Given instruction.
Rewrite every line of the items below as a Markdown table with two columns, Row and Line. Number the rows in order and skip any blank lines.

(Entries from a point annotation set)
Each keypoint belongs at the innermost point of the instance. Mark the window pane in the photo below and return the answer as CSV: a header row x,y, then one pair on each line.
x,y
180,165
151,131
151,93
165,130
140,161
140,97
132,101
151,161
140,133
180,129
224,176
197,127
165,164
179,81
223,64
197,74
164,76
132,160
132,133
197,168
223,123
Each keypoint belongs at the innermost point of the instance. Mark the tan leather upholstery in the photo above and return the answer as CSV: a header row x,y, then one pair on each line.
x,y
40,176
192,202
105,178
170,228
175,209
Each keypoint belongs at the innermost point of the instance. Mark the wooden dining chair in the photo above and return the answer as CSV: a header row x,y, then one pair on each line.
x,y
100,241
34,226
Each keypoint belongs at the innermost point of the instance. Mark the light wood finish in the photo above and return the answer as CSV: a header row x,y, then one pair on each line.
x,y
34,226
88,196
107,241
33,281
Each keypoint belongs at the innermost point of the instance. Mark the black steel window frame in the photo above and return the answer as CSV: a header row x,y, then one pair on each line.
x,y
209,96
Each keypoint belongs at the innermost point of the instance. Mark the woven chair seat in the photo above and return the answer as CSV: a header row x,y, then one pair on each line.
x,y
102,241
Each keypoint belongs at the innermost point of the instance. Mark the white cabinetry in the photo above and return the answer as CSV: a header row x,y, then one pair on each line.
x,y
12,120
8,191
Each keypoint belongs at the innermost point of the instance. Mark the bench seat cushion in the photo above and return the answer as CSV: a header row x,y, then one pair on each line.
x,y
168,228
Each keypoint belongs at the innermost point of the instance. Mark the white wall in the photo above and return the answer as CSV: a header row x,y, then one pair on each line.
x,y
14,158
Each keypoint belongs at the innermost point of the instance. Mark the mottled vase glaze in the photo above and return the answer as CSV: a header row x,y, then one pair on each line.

Reply to the exercise.
| Row | Line |
|---|---|
| 1 | Each keypoint belongs at the innermost point of the instance. Mark the window pane in the photo below and return the answer as CSV: a header row x,y, then one pair on each line. |
| 2 | x,y |
| 3 | 180,165 |
| 4 | 151,131 |
| 5 | 151,93 |
| 6 | 165,130 |
| 7 | 140,161 |
| 8 | 140,97 |
| 9 | 132,101 |
| 10 | 151,161 |
| 11 | 140,133 |
| 12 | 180,129 |
| 13 | 224,176 |
| 14 | 197,127 |
| 15 | 165,164 |
| 16 | 179,81 |
| 17 | 223,64 |
| 18 | 197,74 |
| 19 | 164,76 |
| 20 | 132,160 |
| 21 | 132,133 |
| 22 | 197,168 |
| 23 | 223,123 |
| 24 | Each keypoint belongs at the innermost point of the instance. Mark the tan leather upholstery in the photo above and return the answer as CSV: a header row x,y, then one pair on each line. |
| 25 | x,y |
| 26 | 40,176 |
| 27 | 192,202 |
| 28 | 105,178 |
| 29 | 170,228 |
| 30 | 175,209 |
| 31 | Each keypoint belongs at the innermost point of the instance. Mark the wooden dining chair in the photo above and return the answer as CSV: a header row x,y, then one pair on each line. |
| 32 | x,y |
| 33 | 100,241 |
| 34 | 34,226 |
| 35 | Each keypoint belongs at the innermost point of the instance. Mark the light wood finish in the photo above and return the answer as CSV: a header row x,y, then one pair on each line. |
| 36 | x,y |
| 37 | 34,226 |
| 38 | 88,196 |
| 39 | 107,241 |
| 40 | 33,281 |
| 41 | Each keypoint belongs at the innermost point of the instance. Mark the black steel window frame in the photo above and return the answer as CSV: a header row x,y, then one pair on each line. |
| 42 | x,y |
| 43 | 209,96 |
| 44 | Each keypoint belongs at the innermost point of the instance. Mark the woven chair seat in the photo above and return the answer as CSV: a header row x,y, then one pair on each line. |
| 45 | x,y |
| 46 | 102,241 |
| 47 | Each keypoint belongs at the innermost point of the instance. Mark the white cabinetry in the photo above and return the answer as CSV: a header row x,y, then one pair on each line. |
| 48 | x,y |
| 49 | 12,120 |
| 50 | 8,191 |
| 51 | Each keypoint belongs at the innermost point of the instance. Mark the bench seat cushion in the photo above and return the answer as CSV: a header row x,y, then one pair on each line. |
| 52 | x,y |
| 53 | 168,228 |
| 54 | Each keypoint belongs at the innermost point of the instance. Mark the white wall in the photo above and return the answer as CSV: a header row x,y, then one pair on each line. |
| 55 | x,y |
| 56 | 14,158 |
| 57 | Each keypoint belongs at the innermost point of the instance. Mark the mottled vase glaze in the photo above and return the answer as CSV: a header row x,y, then one pair on each line. |